**Problem to solve:** Could you pull out every line below and copy each one word for word, leaving any pictures out of your answer?

**Dataset rows:**

■ ■ ■ ■ ■ ■ ■

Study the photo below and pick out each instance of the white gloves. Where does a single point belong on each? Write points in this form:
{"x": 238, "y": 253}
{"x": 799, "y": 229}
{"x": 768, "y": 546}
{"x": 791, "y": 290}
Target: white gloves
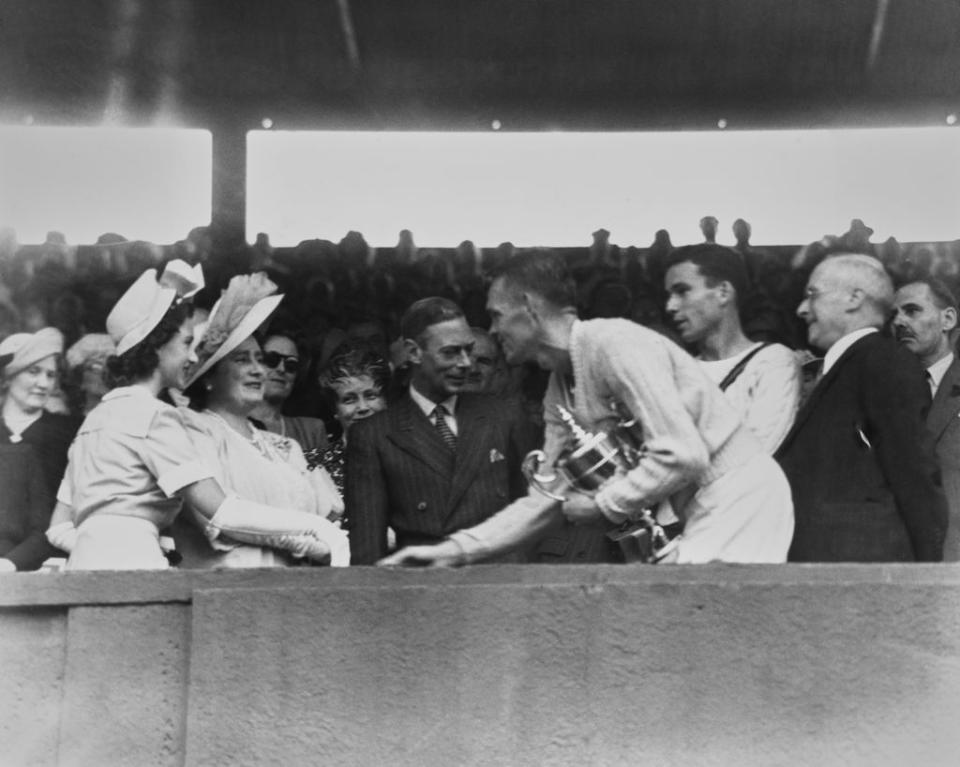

■ ■ ■ ■ ■ ■ ■

**Answer to the exercise:**
Study the photo below and pick out each instance of the white gloves. Where does a single point belong on each? Write points in this form:
{"x": 238, "y": 253}
{"x": 799, "y": 229}
{"x": 768, "y": 546}
{"x": 791, "y": 290}
Target: white gloves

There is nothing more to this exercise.